You Won't Survive on Broadway If You Don't Have Any Jews review – the golden age turns to bronze

You Won't Succeed On Broadway If You Don't Have Any Jews
Immigrant songs … You Won’t Succeed on Broadway If You Don’t Have Any Jews at St James theatre, London. Photograph: Arkady Mazor

The title derives from a song in Spamalot. Its truth is borne out by this deft anthology show which steers us from the heady delights of 1930s musicals such as Crazy For You and Babes in Arms up to Hairspray and Dreamgirls in the present century. There is no visible narrator: simply some elegant, linking animation and a talented team of 12 singers, six dancers and nine musicians to remind us that the Broadway musical would barely exist without Jews.

It’s fair to say that most of the songs we still cherish come in the first half, which covers the musical’s golden age. Sophie Evans sings I Could Have Danced All Night from My Fair Lady with affecting simplicity, the hirsute Danny Lane appropriates Mama Rose’s big number from Gypsy, the ensemble give us a medley from Cabaret and a rousing rendering of Tradition from Fiddler on the Roof, which, we are reminded, is the first big Broadway hit to celebrate a specifically Jewish way of life.

You Won't Succeed On Broadway If You Don't Have Any Jews.

[EXTRACTED INFORMATION]
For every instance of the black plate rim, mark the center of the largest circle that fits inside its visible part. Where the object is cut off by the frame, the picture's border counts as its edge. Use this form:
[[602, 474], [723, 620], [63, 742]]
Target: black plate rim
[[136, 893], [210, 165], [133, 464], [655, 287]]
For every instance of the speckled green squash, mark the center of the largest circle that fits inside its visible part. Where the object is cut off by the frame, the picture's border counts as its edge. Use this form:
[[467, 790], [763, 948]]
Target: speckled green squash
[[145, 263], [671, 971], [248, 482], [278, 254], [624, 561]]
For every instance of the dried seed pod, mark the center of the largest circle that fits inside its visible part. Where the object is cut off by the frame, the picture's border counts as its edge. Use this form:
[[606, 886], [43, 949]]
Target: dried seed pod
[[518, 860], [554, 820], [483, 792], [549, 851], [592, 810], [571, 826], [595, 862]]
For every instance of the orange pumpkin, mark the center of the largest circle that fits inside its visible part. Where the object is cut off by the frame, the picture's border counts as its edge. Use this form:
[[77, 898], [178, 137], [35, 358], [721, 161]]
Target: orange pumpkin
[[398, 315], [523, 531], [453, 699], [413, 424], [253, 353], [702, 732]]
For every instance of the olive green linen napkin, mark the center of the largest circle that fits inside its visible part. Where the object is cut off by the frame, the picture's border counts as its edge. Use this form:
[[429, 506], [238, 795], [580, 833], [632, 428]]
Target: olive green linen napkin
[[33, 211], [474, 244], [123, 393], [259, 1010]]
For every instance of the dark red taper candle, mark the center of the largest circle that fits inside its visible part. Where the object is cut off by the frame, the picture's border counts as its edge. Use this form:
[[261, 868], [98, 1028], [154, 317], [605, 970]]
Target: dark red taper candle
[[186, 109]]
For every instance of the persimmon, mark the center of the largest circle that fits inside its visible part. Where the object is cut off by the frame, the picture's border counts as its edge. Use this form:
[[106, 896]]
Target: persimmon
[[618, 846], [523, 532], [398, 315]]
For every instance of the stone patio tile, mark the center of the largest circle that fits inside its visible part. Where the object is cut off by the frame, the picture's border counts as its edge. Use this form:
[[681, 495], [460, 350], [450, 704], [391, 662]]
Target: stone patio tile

[WHAT YOU ARE ASKED TO DO] Pick up the review of the Broadway anthology show after its last sentence and write the next part.

[ANSWER TO THE PROBLEM]
You Won’t Succeed on Broadway If You Don’t Have Any Jews at St James theatre, London. Photograph: Arkady Mazor

After the interval there are treats such as Sarah Earnshaw’s prenuptial desperation in Getting Married Today from Sondheim’s Company and a lively quartet, Four Jews in a Room, from William Finn’s March of the Falsettos. But the first-half rapture tends to fade, for which there are many reasons including Broadway’s declining power and America’s post-Vietnam insecurity. In the first half, you also feel the composers and lyricists – mainly the offspring of immigrant families – react to their adopted homeland with a freshness and vigour that has disappeared by the cynical, self-doubting 70s.

But, even if a golden Broadway age turns to bronze, Jewish talent remains dominant. I was reminded of a story, not included in the show, about how the emphatically Protestant Cole Porter one day told Richard Rodgers that he had stumbled on a winning musical formula. When Rodgers enquired what it was, Porter replied: “Simplicity itself. I’ll write Jewish tunes.”